(Records drawn from a dataset)
================================

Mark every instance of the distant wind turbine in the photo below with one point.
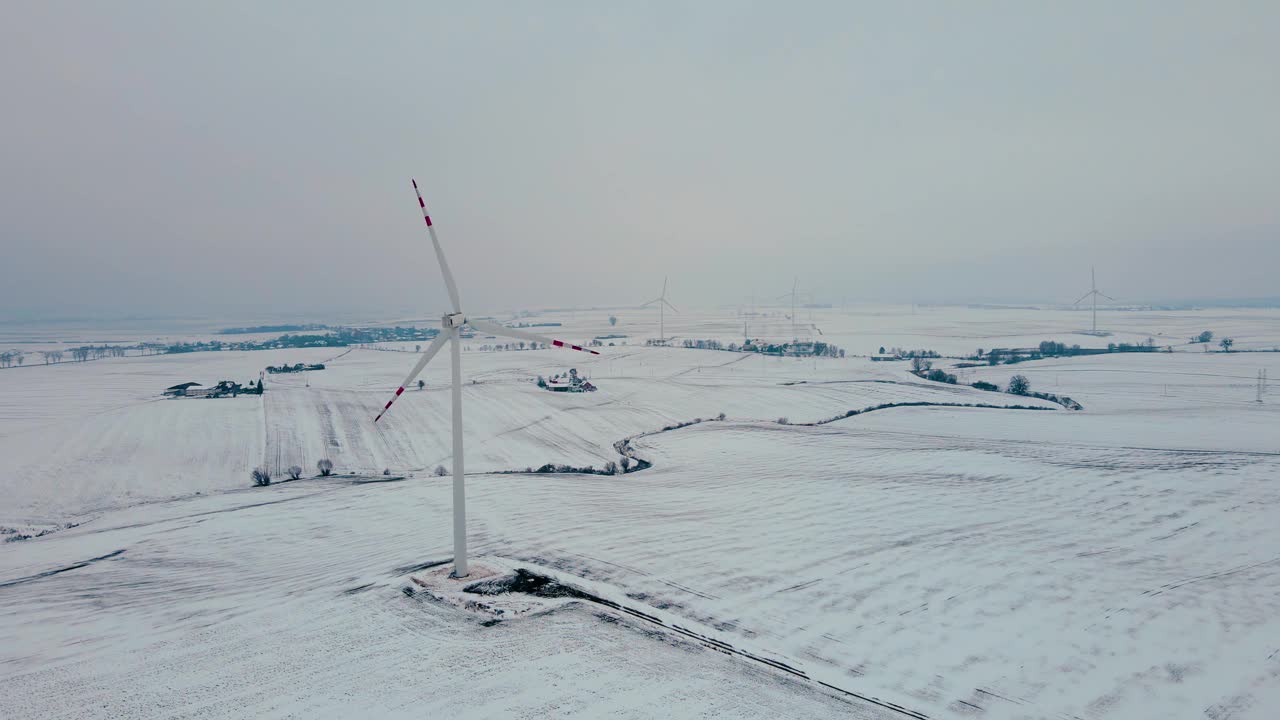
(451, 329)
(662, 311)
(1093, 292)
(792, 295)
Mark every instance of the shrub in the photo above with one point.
(941, 377)
(1019, 384)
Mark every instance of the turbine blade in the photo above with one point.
(439, 253)
(421, 363)
(522, 335)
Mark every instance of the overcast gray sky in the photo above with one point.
(229, 156)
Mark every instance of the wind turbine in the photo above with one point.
(662, 314)
(451, 329)
(1093, 292)
(792, 295)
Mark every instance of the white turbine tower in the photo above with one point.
(662, 311)
(451, 329)
(792, 295)
(1093, 292)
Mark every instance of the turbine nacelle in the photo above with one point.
(451, 326)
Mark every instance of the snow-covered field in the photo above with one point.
(1119, 561)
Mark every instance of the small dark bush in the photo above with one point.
(1019, 384)
(261, 477)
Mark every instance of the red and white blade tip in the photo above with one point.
(420, 204)
(388, 406)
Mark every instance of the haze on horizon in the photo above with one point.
(242, 158)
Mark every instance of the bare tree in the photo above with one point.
(1019, 384)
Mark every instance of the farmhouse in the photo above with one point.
(179, 390)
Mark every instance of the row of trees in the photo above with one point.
(261, 475)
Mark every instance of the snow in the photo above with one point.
(1118, 561)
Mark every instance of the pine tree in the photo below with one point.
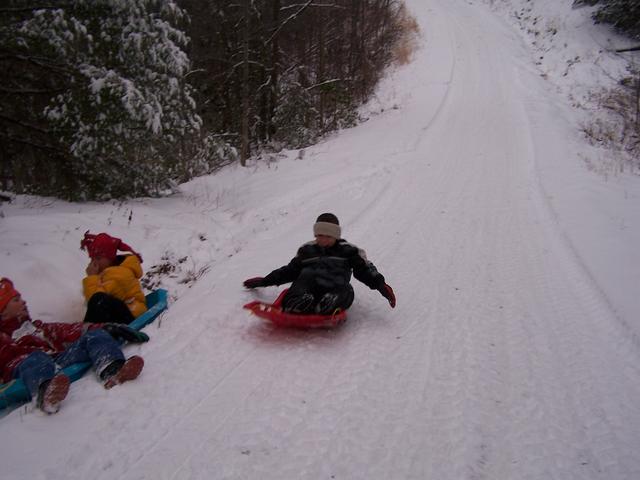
(114, 105)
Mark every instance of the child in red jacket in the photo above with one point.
(35, 351)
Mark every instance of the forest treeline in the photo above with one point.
(108, 99)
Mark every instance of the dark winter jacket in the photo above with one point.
(330, 267)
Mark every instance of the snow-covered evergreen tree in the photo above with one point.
(123, 109)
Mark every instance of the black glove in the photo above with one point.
(254, 282)
(124, 333)
(387, 292)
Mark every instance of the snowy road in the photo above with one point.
(503, 359)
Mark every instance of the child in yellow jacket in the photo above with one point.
(112, 285)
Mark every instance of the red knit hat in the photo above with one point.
(104, 245)
(7, 292)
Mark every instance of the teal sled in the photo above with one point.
(15, 392)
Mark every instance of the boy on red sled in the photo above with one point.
(320, 273)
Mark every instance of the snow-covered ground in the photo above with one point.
(513, 352)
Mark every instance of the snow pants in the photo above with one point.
(306, 296)
(96, 346)
(104, 308)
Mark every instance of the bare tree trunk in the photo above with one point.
(244, 151)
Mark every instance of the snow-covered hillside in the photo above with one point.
(513, 352)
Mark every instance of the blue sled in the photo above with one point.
(15, 391)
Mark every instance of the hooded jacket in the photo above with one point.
(120, 281)
(330, 267)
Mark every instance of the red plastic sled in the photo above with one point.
(273, 313)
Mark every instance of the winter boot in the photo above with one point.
(52, 392)
(119, 371)
(299, 304)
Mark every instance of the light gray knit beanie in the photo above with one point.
(327, 224)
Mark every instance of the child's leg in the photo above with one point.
(336, 300)
(95, 346)
(300, 297)
(37, 368)
(104, 308)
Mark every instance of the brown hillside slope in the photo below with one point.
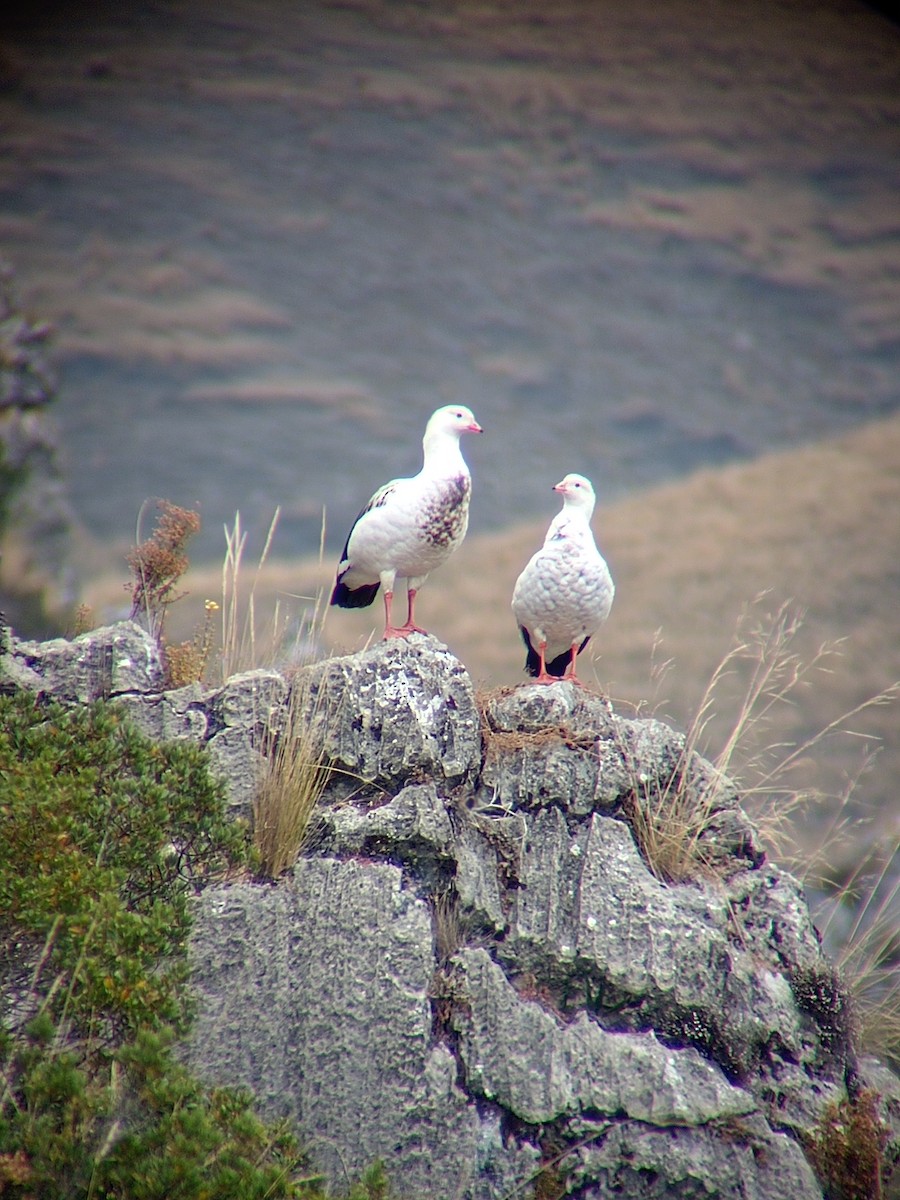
(819, 527)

================================

_Required action:_ All records, pictures excluded: copy them exactly.

_Output of the exercise:_
Mark every instance of the distant wind turbine in the photo below with one point.
(451, 329)
(662, 311)
(1093, 292)
(792, 295)
Mark every instance of the shrub in the photo above with one point.
(941, 377)
(1019, 384)
Mark every instance of the turbine blade in the photo above with one point.
(439, 253)
(421, 363)
(522, 335)
Mark every instance of the overcast gray sky in the photo above with one point.
(229, 156)
Mark every instance of the wind turbine in the photo above with one point.
(662, 314)
(451, 329)
(1093, 292)
(792, 295)
Mark every instance of the white turbine tower in the photo above with one point.
(662, 311)
(451, 329)
(792, 295)
(1093, 292)
Mark every instance of the turbine nacelle in the photo above with one point.
(451, 326)
Mark every instance of the snow-covered field in the photo above with one point.
(1119, 561)
Mark every instance of the small dark bush in the photo above with one point.
(1019, 384)
(261, 477)
Mark every instance of the red and white blade tip in the photo above with one point.
(420, 204)
(388, 406)
Mark every instance of the haze on horizon in the photo above with one point.
(242, 158)
Mark every instance of the bare tree in the photo above with one point.
(1019, 384)
Mark every instance of the farmhouse in the photo above with one point.
(179, 390)
Mark every instance of the row of trees in the photo above with one point.
(261, 475)
Mark every instance of the snow in the photo above with one point.
(1118, 561)
Mark every instance of the pine tree in the photo below with one point.
(114, 105)
Mark every instance of the child in red jacket in the photo above with one point.
(35, 351)
Mark every instance of the forest treeline in the photo above with one point.
(108, 99)
Mark every instance of the dark winter jacket in the photo above with one point.
(330, 267)
Mark every instance of the snow-covered evergreen tree in the photo above with one point.
(123, 109)
Mark every instance of the black glove in the photo above with one point.
(254, 282)
(124, 333)
(387, 292)
Mark every instance of the snowy road in the photo above with one point.
(503, 359)
Mark every instance of the child in yellow jacket in the photo above with one point.
(112, 285)
Mark every instance of the red knit hat in the photo above with one point.
(104, 245)
(7, 292)
Mark every instance of the teal sled in the photo above with one point.
(15, 392)
Mark every instance of the boy on red sled in the photo above with one point.
(320, 273)
Mark every instance of the snow-covered ground in the photo above with one point.
(513, 352)
Mark every instance of the snow pants in the photo above with one point.
(306, 296)
(96, 346)
(104, 308)
Mark every instance of the bare tree trunk in the photo above with one point.
(244, 151)
Mark every instance of the snow-covered hillside in the photo above with one point.
(513, 352)
Mark every instance of the blue sled in the photo above with one point.
(15, 391)
Mark every instance of the hooded jacket in the photo above with one point.
(120, 281)
(330, 267)
Mark every instance of the red plastic sled in the photo above with one point.
(273, 313)
Mark every instance of the winter boot in the photo above with one point.
(52, 392)
(119, 371)
(299, 304)
Mark every instance of the light gray knit beanie in the photo above with one point.
(327, 224)
Mark every instance of the child's leg in the photo above with one point.
(336, 300)
(95, 346)
(300, 297)
(37, 368)
(104, 308)
Mark every instance of the brown hillside slope in the photo below with one point.
(819, 527)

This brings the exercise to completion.